PROMPT A: According to the acknowledgments passage, why was Rector Phước missing from the outing?

EXCERPT TO READ:
--- start ---
Pictured here are Ms. Kim Dung (lower right) and Anh Hồng and Chị Thủ (lower center) sitting next to Tony and Châu. Thanks, Dung, for all of your help with visas, foreign affairs, and the paperwork involved with university and city authorities with our group's visit. Missing from our outing today was Rector Phước who had to be at a public ceremony in the mountains. Thanks Dr. Phước in absentia. No stay at the Thanh Noi would be complete without the wonderful care of the housekeeping and restaurant staff. Mr. Hồng and Ms. Thủy supervise the housekeeping and personally handled care for our group's rooms this summer.






Thanks aunties, cousins and uncle! Thanks Chị Mỹ! Dr. Mỹ is not only the Head of the Vietnamese Studies Section at HUCFL that sponsors our program in Huế but as of last summer we found out she is a cousin-in-law, a niece of O Sương and Chú Huyên. She is an important behind-the-scenes player in the program, and we thank you profusely. Pictured in the center in the green áo dài is the rock upon which our family's stay in Huế is based, the veritable Thím Lạc. Every day we ate lunch at her home, wonderful home-cooked feasts prepared fresh each morning. In the blue áo dài next to Thím is O Hồng who lent us her bicycle and since 1997 has been another generous auntie to Hồng Anh.


Especially, thanks to the students for this year - Tony, Lidia, Chau (back row), Vicky, Jonathan, Tri, and Albert (lower right) - for being great students. Your diligence, always getting up and going out there - to class, to the internships - and especially your flexibility and tolerance made this an especially enjoyable course to teach. Also pictured here are some of the other staff (housekeeping, restaurant, reception) who again made our stay at Thanh Noi a flawless one.






Not pictured here are Anh Hùng and Anh Quan - restaurant managers - who set up our farewell party in the courtyard with fresh potted flowers and custom-printed menus. This party was by far our best success for welcome and farewell gatherings, and we've decided to hold all future gatherings in the same space.
--- end ---
PROMPT B: Reproduce word for word the portion of the entries that runs from the line containing "Could you provide the mask of every instance of the blonde" down to the line containing "189 42 L 180", both lines included.

EXERCISE MATERIAL:
--- start ---
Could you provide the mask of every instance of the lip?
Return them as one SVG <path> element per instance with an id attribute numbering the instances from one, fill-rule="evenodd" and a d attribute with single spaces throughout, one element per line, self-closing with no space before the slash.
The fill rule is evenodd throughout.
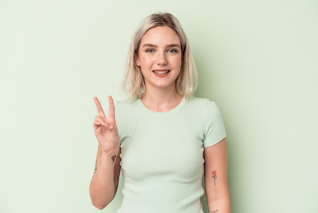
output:
<path id="1" fill-rule="evenodd" d="M 156 76 L 160 78 L 164 78 L 169 75 L 171 70 L 169 69 L 156 69 L 152 70 L 152 72 Z"/>

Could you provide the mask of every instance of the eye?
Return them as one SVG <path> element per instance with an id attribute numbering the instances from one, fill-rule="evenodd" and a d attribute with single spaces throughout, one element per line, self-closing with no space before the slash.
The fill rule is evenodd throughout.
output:
<path id="1" fill-rule="evenodd" d="M 147 53 L 151 53 L 154 52 L 154 50 L 153 50 L 153 49 L 146 49 L 146 52 L 147 52 Z"/>
<path id="2" fill-rule="evenodd" d="M 177 53 L 178 52 L 178 51 L 175 49 L 171 49 L 169 50 L 168 51 L 168 52 L 170 53 Z"/>

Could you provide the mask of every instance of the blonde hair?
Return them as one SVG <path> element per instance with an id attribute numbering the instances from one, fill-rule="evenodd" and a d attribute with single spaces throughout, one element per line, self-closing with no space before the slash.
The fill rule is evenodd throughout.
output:
<path id="1" fill-rule="evenodd" d="M 189 42 L 180 22 L 169 13 L 155 13 L 147 17 L 136 30 L 131 44 L 127 68 L 123 82 L 123 89 L 130 98 L 140 98 L 146 85 L 140 67 L 136 64 L 141 39 L 150 28 L 169 26 L 176 31 L 181 43 L 182 53 L 181 68 L 176 79 L 177 91 L 185 97 L 194 95 L 197 84 L 197 68 L 190 51 Z"/>

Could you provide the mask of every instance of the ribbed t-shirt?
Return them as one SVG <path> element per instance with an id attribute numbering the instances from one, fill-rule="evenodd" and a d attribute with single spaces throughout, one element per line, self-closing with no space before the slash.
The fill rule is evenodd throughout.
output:
<path id="1" fill-rule="evenodd" d="M 136 99 L 115 109 L 123 179 L 117 212 L 203 212 L 204 148 L 226 137 L 215 103 L 183 97 L 173 110 L 155 112 Z"/>

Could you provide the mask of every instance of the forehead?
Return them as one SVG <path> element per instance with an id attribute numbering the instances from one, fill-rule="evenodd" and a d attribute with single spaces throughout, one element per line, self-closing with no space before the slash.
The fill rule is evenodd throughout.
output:
<path id="1" fill-rule="evenodd" d="M 180 38 L 177 32 L 169 26 L 152 27 L 145 33 L 141 41 L 142 44 L 180 44 Z"/>

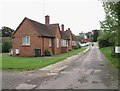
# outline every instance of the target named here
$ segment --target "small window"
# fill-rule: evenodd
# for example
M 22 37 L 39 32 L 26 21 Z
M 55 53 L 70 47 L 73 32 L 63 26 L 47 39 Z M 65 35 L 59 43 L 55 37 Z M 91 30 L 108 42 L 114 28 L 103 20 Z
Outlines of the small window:
M 52 46 L 52 39 L 49 38 L 49 47 L 51 47 L 51 46 Z
M 24 36 L 22 38 L 22 45 L 30 45 L 30 36 Z

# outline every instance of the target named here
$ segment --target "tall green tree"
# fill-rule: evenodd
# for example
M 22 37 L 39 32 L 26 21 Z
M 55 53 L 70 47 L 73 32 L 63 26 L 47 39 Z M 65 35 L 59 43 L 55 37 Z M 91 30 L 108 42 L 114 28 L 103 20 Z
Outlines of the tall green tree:
M 2 29 L 0 29 L 0 31 L 2 31 L 2 37 L 11 37 L 12 33 L 14 32 L 13 29 L 9 28 L 9 27 L 2 27 Z
M 119 2 L 103 2 L 104 11 L 106 13 L 105 20 L 101 21 L 102 34 L 101 40 L 105 40 L 106 36 L 109 43 L 120 45 L 120 1 Z M 106 32 L 108 31 L 108 32 Z

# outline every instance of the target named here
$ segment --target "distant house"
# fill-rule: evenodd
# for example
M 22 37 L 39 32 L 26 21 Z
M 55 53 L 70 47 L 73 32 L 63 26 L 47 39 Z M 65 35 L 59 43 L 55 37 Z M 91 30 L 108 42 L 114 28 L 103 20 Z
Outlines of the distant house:
M 65 53 L 72 49 L 72 33 L 70 28 L 64 31 L 64 25 L 61 25 L 61 52 Z
M 12 36 L 13 55 L 44 56 L 45 50 L 52 54 L 61 53 L 61 33 L 59 24 L 50 24 L 45 16 L 45 24 L 24 18 Z

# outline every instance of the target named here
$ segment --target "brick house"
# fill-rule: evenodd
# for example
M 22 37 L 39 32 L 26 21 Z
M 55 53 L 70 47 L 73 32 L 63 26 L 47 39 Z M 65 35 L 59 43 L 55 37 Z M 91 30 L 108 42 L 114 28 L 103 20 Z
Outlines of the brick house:
M 61 25 L 61 52 L 68 52 L 69 49 L 72 49 L 72 33 L 70 28 L 64 31 L 64 25 Z
M 45 24 L 24 18 L 13 33 L 13 55 L 44 56 L 45 50 L 52 54 L 61 53 L 61 35 L 59 24 L 49 24 L 49 16 L 45 16 Z

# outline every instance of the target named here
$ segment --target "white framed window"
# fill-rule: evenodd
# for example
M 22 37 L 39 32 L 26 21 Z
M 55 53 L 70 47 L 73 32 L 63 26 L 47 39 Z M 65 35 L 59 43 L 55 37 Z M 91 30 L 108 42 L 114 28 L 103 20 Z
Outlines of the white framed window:
M 52 46 L 52 39 L 49 38 L 49 47 L 51 47 L 51 46 Z
M 22 45 L 30 45 L 30 36 L 22 37 Z
M 58 38 L 57 38 L 56 42 L 57 42 L 57 48 L 58 48 L 59 47 L 59 39 Z

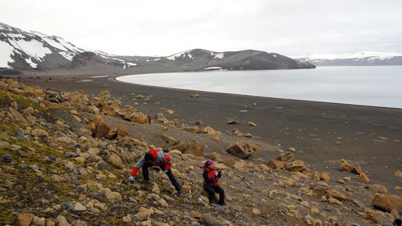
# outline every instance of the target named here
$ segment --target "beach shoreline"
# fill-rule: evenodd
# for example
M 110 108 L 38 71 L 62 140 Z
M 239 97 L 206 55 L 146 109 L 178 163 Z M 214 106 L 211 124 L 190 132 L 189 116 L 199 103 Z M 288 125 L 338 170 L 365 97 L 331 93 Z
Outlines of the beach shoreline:
M 152 117 L 172 109 L 175 113 L 169 120 L 189 125 L 202 120 L 228 136 L 234 136 L 232 129 L 238 129 L 253 136 L 250 142 L 266 142 L 282 150 L 294 147 L 298 158 L 312 169 L 336 177 L 344 175 L 338 169 L 340 160 L 346 159 L 361 164 L 372 181 L 388 186 L 390 192 L 401 184 L 393 174 L 402 169 L 402 109 L 152 87 L 117 81 L 120 75 L 77 83 L 89 76 L 94 75 L 23 83 L 89 94 L 108 90 L 113 96 L 127 97 L 122 105 L 131 105 Z M 134 100 L 131 93 L 149 100 Z M 192 98 L 194 93 L 199 97 Z M 230 119 L 240 124 L 227 125 Z M 248 126 L 249 121 L 257 126 Z M 261 153 L 259 157 L 269 159 L 278 154 Z

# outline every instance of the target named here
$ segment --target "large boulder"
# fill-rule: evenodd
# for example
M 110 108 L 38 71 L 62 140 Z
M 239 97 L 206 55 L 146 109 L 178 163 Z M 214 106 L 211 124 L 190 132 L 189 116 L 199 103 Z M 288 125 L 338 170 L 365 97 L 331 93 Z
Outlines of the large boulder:
M 248 159 L 253 153 L 251 146 L 244 141 L 238 141 L 231 145 L 226 151 L 241 159 Z
M 345 160 L 340 160 L 340 171 L 347 171 L 357 175 L 363 173 L 360 166 L 356 166 Z
M 402 197 L 376 193 L 371 205 L 382 211 L 389 212 L 394 216 L 402 214 Z
M 309 171 L 308 167 L 301 160 L 294 160 L 288 162 L 285 168 L 287 171 L 303 172 L 304 171 Z
M 100 115 L 95 115 L 88 125 L 88 129 L 92 132 L 92 136 L 101 138 L 106 136 L 110 128 Z
M 201 143 L 193 139 L 179 144 L 170 149 L 176 149 L 183 154 L 192 154 L 196 157 L 203 156 L 203 146 Z
M 166 134 L 163 134 L 161 138 L 165 141 L 165 143 L 171 147 L 180 143 L 180 140 Z

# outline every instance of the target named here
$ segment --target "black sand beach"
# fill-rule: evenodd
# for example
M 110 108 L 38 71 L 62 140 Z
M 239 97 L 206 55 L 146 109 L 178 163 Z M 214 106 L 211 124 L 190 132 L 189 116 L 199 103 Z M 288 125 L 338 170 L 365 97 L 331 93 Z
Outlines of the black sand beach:
M 78 82 L 83 79 L 89 80 Z M 123 104 L 133 105 L 152 117 L 173 109 L 175 114 L 171 120 L 177 118 L 189 125 L 202 120 L 225 134 L 236 128 L 252 134 L 253 141 L 280 146 L 282 150 L 294 147 L 298 158 L 310 168 L 336 177 L 350 176 L 338 171 L 341 159 L 357 162 L 373 183 L 388 186 L 391 193 L 400 192 L 392 188 L 402 183 L 394 176 L 402 169 L 402 109 L 155 87 L 123 83 L 113 77 L 58 76 L 46 82 L 44 78 L 25 80 L 24 83 L 89 94 L 109 90 L 114 96 L 127 97 Z M 131 93 L 150 99 L 134 100 Z M 200 94 L 199 97 L 192 98 L 194 93 Z M 227 125 L 229 119 L 240 124 Z M 247 125 L 249 121 L 257 126 Z M 268 160 L 278 154 L 261 152 L 253 157 Z

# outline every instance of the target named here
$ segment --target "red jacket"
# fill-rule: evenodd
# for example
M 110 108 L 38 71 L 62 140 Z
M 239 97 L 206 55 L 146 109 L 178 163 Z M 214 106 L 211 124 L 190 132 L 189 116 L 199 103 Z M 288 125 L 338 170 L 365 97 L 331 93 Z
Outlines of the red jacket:
M 163 150 L 150 150 L 148 153 L 152 154 L 153 160 L 150 162 L 151 166 L 160 167 L 162 170 L 168 171 L 172 167 L 172 158 L 168 155 L 165 155 Z M 131 176 L 137 176 L 137 171 L 145 164 L 145 157 L 143 156 L 133 167 Z
M 217 169 L 215 167 L 212 169 L 209 167 L 205 167 L 203 172 L 203 185 L 216 187 L 220 177 L 219 174 L 218 176 L 215 175 L 217 172 Z

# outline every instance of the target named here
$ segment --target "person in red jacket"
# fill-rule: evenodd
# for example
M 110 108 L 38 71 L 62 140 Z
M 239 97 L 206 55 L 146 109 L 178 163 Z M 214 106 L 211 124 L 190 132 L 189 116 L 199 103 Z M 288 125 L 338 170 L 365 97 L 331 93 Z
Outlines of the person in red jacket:
M 218 170 L 215 167 L 214 162 L 211 160 L 206 162 L 203 167 L 203 189 L 208 193 L 210 197 L 210 204 L 216 204 L 215 193 L 219 194 L 219 204 L 224 204 L 224 191 L 217 184 L 219 178 L 222 177 L 222 171 Z
M 178 193 L 182 193 L 182 185 L 178 182 L 171 169 L 172 167 L 172 157 L 166 155 L 163 150 L 148 150 L 148 152 L 136 163 L 134 167 L 133 167 L 133 171 L 129 177 L 129 181 L 134 182 L 138 171 L 142 169 L 143 179 L 141 182 L 149 183 L 150 175 L 148 167 L 154 166 L 159 167 L 162 169 L 162 171 L 166 174 Z

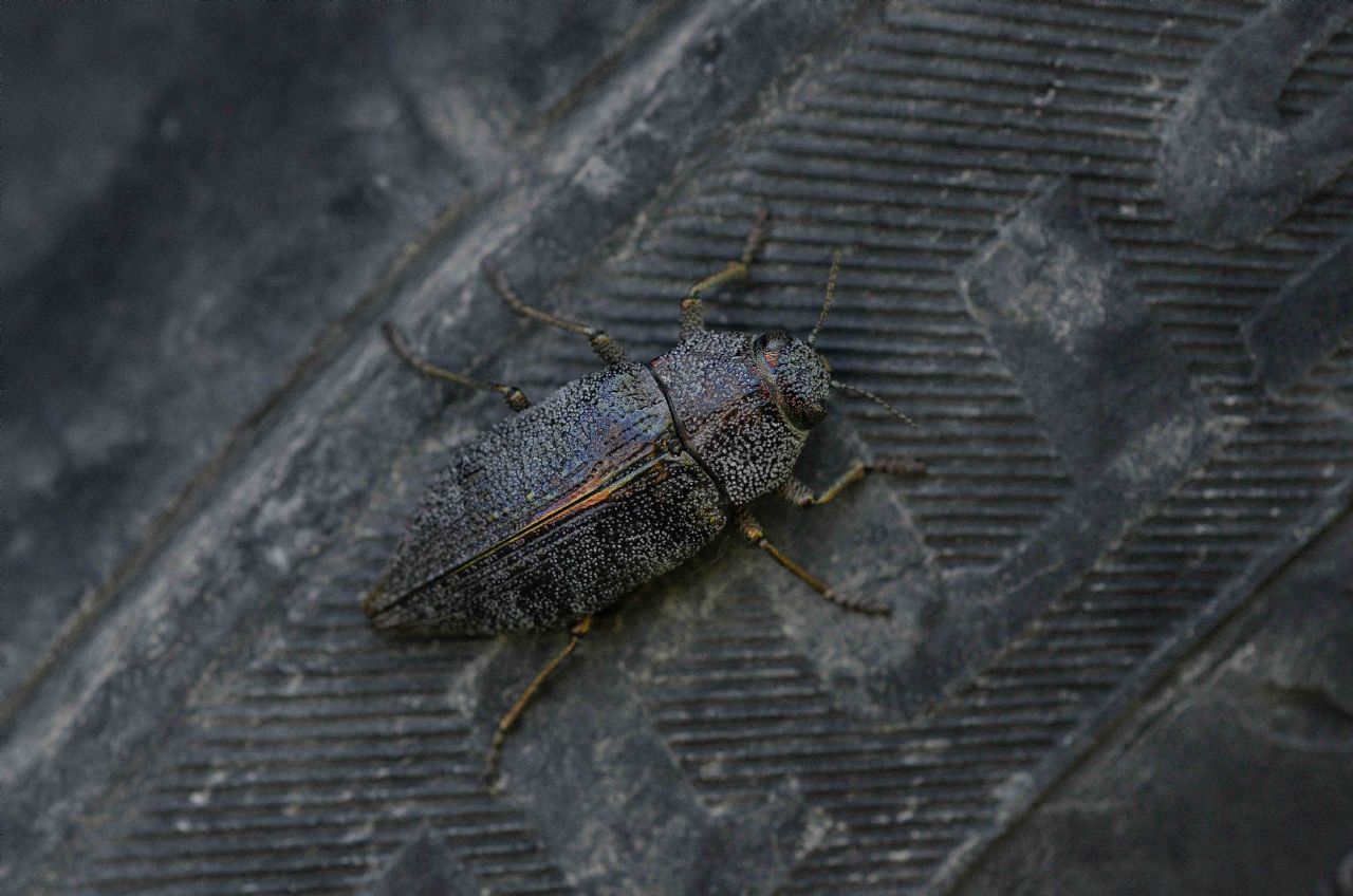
--- end ---
WRITTEN RESPONSE A: He had to be at a public ceremony in the mountains.

WRITTEN RESPONSE B:
Could you provide the mask of every instance of the blonde hair?
Return them as one SVG <path> element per instance with an id attribute numbering the instances from one, fill-rule="evenodd" and a d attribute with single spaces throughout, one element per line, self-closing with no space before the slash.
The fill rule is evenodd throughout.
output:
<path id="1" fill-rule="evenodd" d="M 189 42 L 180 22 L 169 13 L 155 13 L 147 17 L 136 30 L 131 44 L 127 68 L 123 82 L 123 89 L 130 98 L 140 98 L 146 85 L 140 67 L 136 64 L 141 39 L 150 28 L 169 26 L 176 31 L 181 43 L 182 53 L 181 68 L 176 79 L 177 91 L 185 97 L 194 95 L 197 84 L 197 68 L 190 51 Z"/>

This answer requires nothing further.